Problem: In the lines of the listing from the one containing "Mark every single front fender you detect." through the one containing "[0,173,76,193]", inclusive, substitute "you can find" for "you detect" and give only those lines again, otherwise unchanged.

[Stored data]
————

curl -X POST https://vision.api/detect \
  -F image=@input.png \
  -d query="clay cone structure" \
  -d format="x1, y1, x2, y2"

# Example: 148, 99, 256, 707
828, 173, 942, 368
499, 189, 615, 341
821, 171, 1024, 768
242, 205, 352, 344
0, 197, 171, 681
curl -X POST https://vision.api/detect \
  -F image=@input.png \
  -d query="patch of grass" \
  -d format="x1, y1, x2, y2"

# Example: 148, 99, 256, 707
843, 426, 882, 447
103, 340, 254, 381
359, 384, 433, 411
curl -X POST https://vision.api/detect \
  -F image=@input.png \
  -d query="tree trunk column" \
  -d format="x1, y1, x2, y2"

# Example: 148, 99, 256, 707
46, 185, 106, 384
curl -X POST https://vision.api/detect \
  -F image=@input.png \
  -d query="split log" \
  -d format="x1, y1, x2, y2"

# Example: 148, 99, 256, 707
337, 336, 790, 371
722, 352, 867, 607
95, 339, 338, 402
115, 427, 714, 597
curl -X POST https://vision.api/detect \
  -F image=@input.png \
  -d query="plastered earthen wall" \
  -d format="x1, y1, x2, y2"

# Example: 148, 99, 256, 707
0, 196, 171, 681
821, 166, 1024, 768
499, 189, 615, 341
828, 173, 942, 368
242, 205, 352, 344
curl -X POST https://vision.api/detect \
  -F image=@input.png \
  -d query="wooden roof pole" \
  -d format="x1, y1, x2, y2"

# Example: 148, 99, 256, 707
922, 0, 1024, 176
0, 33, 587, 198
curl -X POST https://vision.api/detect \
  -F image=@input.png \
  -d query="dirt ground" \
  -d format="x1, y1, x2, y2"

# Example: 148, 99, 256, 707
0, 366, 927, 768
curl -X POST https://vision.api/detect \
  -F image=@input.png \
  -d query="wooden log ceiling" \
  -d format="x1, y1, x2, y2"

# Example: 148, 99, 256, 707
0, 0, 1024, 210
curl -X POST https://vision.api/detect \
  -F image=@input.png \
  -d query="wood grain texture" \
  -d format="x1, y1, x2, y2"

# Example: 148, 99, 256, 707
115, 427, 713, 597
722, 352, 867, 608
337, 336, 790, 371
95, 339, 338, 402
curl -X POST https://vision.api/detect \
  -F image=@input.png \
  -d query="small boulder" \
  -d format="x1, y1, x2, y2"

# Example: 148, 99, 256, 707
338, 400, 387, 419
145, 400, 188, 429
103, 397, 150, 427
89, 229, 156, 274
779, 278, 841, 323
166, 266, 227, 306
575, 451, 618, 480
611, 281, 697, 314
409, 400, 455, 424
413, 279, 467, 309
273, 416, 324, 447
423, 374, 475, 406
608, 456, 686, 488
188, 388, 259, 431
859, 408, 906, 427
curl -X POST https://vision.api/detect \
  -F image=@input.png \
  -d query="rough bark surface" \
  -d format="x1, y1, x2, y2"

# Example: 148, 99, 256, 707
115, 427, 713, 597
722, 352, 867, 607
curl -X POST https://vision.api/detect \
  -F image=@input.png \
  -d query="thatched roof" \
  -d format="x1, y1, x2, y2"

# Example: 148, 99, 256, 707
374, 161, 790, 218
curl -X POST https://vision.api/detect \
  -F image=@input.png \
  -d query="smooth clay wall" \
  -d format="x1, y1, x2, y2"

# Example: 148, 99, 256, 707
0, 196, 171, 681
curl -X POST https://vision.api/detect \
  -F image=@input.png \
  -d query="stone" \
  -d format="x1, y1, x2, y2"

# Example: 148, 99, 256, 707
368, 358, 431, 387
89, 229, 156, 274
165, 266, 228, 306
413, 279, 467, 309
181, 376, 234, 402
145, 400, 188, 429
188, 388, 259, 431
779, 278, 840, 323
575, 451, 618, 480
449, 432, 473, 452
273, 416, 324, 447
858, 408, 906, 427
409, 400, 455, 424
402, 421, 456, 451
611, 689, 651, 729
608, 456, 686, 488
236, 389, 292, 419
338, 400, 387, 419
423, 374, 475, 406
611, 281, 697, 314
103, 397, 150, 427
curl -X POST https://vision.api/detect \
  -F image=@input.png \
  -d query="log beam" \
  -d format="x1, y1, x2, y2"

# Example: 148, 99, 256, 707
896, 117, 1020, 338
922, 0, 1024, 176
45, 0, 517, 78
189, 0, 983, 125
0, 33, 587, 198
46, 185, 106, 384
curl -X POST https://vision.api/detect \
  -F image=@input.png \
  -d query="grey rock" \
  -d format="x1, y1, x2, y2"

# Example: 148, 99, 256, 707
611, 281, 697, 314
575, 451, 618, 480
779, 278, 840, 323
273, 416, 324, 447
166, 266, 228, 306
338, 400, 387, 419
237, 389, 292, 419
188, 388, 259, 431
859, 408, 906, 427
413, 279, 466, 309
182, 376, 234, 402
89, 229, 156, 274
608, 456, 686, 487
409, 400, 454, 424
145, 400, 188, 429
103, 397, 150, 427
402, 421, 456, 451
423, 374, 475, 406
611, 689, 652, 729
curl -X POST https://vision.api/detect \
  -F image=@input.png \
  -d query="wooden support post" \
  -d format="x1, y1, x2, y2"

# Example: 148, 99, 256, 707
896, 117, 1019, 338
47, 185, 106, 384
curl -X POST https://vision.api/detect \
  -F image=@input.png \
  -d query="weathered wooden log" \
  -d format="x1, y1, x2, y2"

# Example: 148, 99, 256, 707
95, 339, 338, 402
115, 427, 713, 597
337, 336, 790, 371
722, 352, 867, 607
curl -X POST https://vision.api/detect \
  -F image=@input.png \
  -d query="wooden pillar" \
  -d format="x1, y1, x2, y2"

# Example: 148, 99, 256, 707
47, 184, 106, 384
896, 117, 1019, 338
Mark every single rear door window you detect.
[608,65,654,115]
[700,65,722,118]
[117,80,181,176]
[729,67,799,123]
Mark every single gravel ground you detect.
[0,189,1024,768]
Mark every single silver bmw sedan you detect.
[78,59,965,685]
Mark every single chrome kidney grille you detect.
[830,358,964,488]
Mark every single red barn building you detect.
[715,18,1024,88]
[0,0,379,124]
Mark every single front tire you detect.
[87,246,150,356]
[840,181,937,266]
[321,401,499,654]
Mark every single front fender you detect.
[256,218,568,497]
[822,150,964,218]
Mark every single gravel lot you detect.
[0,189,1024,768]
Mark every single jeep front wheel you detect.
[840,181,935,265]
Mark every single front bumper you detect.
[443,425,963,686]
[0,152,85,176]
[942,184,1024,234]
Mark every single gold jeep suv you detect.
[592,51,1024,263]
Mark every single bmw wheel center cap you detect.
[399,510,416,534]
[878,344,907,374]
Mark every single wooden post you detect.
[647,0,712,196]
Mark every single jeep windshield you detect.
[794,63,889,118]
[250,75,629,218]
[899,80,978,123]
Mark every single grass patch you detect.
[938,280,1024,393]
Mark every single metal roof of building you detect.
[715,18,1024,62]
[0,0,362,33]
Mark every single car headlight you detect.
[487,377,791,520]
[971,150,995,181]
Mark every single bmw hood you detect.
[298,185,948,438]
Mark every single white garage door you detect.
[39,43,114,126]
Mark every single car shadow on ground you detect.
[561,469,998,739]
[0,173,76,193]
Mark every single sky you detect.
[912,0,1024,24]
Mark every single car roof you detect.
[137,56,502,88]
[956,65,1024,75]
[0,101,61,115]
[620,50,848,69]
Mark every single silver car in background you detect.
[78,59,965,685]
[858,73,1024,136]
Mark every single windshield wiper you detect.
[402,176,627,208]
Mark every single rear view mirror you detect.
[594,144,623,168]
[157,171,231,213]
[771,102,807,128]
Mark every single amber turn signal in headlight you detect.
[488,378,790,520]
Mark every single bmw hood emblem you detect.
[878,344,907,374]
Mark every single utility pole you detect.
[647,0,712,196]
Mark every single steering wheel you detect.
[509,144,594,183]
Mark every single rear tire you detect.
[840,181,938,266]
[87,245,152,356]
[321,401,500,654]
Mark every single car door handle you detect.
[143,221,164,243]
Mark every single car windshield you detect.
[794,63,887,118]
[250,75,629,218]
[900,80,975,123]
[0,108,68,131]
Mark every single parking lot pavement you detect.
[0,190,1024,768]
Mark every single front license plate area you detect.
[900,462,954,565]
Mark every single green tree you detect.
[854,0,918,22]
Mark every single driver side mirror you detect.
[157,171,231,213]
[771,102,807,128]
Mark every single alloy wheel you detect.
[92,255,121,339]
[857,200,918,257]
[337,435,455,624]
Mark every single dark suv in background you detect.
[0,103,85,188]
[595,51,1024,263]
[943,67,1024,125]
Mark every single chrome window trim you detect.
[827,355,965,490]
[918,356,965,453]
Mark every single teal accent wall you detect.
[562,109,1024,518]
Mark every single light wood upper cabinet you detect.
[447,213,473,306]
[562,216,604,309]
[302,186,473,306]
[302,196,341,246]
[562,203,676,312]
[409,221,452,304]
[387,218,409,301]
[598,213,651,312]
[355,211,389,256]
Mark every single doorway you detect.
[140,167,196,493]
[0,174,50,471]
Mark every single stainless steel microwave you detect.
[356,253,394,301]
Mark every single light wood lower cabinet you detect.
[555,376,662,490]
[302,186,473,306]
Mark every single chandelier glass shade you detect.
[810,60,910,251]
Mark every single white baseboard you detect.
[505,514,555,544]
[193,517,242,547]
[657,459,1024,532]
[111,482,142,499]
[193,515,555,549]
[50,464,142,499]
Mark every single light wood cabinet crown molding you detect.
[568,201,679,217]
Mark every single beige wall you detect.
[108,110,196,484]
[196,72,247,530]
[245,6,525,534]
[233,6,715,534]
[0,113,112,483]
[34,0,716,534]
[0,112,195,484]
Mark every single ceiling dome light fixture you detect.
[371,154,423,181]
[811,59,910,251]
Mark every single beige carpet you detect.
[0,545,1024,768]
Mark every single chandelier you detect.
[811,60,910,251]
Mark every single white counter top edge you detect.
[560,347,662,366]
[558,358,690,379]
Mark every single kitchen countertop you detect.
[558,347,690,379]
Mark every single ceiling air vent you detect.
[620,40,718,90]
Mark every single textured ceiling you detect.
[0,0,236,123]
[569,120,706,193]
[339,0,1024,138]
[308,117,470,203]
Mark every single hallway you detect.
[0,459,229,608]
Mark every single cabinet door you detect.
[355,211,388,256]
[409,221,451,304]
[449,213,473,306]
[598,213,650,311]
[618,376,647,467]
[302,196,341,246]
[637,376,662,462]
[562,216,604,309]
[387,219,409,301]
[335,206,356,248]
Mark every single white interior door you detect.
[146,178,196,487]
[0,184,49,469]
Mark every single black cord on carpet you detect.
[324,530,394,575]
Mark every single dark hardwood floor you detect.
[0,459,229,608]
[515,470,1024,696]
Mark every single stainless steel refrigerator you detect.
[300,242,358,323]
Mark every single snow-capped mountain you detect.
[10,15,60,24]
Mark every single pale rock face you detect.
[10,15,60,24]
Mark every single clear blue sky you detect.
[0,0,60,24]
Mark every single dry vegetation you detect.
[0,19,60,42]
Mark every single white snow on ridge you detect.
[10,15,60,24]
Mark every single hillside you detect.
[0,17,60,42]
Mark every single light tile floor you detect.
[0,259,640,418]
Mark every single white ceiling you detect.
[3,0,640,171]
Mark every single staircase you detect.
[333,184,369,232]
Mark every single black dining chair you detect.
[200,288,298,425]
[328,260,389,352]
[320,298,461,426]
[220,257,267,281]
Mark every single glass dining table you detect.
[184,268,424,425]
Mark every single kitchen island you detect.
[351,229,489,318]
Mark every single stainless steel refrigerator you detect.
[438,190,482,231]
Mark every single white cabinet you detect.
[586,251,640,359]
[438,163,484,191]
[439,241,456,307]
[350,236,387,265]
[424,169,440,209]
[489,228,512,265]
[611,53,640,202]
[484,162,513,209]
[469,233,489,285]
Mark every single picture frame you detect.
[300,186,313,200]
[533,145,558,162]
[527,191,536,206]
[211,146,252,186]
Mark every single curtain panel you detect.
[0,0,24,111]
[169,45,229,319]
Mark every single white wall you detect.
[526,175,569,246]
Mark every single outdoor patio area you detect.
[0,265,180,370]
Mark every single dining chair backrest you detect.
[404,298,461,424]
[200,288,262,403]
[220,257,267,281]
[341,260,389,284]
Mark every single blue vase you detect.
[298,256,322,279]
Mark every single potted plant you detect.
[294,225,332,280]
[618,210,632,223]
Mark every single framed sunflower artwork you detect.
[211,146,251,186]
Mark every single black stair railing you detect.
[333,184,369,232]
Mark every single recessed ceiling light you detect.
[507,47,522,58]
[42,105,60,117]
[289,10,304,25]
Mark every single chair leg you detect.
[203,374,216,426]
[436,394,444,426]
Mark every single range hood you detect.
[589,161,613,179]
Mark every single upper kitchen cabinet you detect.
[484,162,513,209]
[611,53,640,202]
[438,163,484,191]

————

Exercise response:
Mark every single front fender you can find.
[256,218,568,497]
[822,150,964,218]
Mark every single gravel lot you can find.
[0,189,1024,768]
Mark every single jeep front wheel you can find.
[840,181,935,265]
Mark every single front bumper you can find.
[443,425,963,686]
[0,152,85,176]
[942,184,1024,234]
Mark every single gold jeep suv you can find.
[592,51,1024,263]
Mark every single bmw wheel center cap you can find.
[399,510,416,534]
[878,344,907,374]
Mark every single wooden post you can find.
[647,0,712,196]
Mark every single jeep windshield you can find.
[794,63,889,118]
[250,75,629,218]
[899,80,978,123]
Mark every single grass patch you can find.
[938,280,1024,393]
Mark every single metal roof of building you can find.
[715,18,1024,62]
[0,0,362,33]
Mark every single car headlight you can find.
[487,377,791,520]
[971,150,995,181]
Mark every single bmw hood you can find.
[298,185,948,438]
Mark every single white garage door you can find.
[39,43,114,126]
Mark every single car shadow on ground you can find.
[561,469,998,739]
[0,173,76,193]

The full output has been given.